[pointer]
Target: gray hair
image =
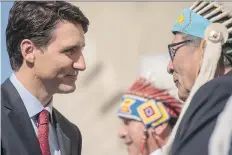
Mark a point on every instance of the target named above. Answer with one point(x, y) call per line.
point(226, 48)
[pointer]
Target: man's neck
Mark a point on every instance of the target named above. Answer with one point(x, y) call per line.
point(34, 86)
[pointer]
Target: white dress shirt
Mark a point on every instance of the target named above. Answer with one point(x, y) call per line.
point(34, 107)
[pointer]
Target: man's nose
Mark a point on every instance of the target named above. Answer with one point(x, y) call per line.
point(80, 63)
point(170, 68)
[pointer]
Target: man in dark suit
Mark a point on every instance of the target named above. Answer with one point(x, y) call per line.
point(44, 43)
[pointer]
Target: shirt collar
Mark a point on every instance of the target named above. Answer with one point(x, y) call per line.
point(157, 152)
point(32, 104)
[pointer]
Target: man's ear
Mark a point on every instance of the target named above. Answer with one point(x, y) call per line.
point(159, 130)
point(28, 50)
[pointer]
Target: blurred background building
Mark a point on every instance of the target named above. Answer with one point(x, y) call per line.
point(119, 33)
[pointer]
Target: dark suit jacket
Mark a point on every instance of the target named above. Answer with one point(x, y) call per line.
point(18, 136)
point(198, 123)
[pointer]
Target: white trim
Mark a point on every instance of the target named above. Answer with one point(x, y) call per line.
point(129, 116)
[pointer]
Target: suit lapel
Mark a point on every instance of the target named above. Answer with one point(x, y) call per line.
point(20, 119)
point(63, 139)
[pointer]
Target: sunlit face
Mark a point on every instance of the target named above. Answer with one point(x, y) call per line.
point(57, 66)
point(131, 132)
point(184, 66)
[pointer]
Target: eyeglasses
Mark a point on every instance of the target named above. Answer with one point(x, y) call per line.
point(172, 52)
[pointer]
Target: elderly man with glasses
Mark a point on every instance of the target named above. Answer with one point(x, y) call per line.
point(201, 67)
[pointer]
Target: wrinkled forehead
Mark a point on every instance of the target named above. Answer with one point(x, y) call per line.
point(177, 37)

....................

What the exercise asks: Omitting the pictures, copy each record above exactly as it stands.

Exercise output:
[pointer]
Target: gray hair
image =
Mark a point on every instance of the target named above. Answer with one point(x, y) call per line.
point(226, 48)
[pointer]
Target: man's neck
Mark a point on every instance of the target named above. Answer with one point(x, y) call per line.
point(34, 86)
[pointer]
Target: white dress shirt
Mark a point on every instance of the target named above. Answer with one point(x, y) call per line.
point(34, 107)
[pointer]
Target: man's nose
Mark a point on every instance of the target named above. Answer with one point(x, y) call per line.
point(80, 63)
point(170, 68)
[pointer]
Target: man in dark suit
Mark a point on every instance of the target named above. Answer with one point(x, y) call per line.
point(44, 43)
[pointer]
Target: shirt collar
Mark a point on every instance of the target named above. Answer with one point(x, y) call per line.
point(157, 152)
point(32, 104)
[pointer]
Target: man's ear
Mark a point on every instance of the target named above. Answer with one point(x, y) call per line.
point(159, 130)
point(28, 50)
[pointer]
Target: blurred background building
Mark a point on every instance of the target named above. Answer with one point(x, y) call per line.
point(119, 33)
[pointer]
Target: dark suit jacket
Mark a point on every instance of the target named above. Answer with one point(x, y) call per line.
point(18, 136)
point(198, 123)
[pointer]
Target: white trim
Mark a point on every instance of the target named above. Answer with one point(x, y) call per line.
point(129, 116)
[pointer]
Target: suit lapel
Mark a point on every instance of the target named above. Answer with one point(x, y) call per line.
point(20, 119)
point(63, 139)
[pointer]
Target: sunlit face
Mark a point on every instance of the target named above. Answer with one point(x, y) call per line.
point(57, 66)
point(131, 132)
point(184, 66)
[pointer]
Target: eyeglasses
Mark a point on every instance of the target named above. Answer with one point(x, y) call per line.
point(172, 52)
[pointer]
Target: elderly man with glasses
Mark a point on every instance of the target named above. Answer with one point(x, y) call per line.
point(201, 67)
[pointer]
Target: wrinkled forehead
Mark a point on every instance of the target named above. Answer with one point(x, y) call per line.
point(177, 37)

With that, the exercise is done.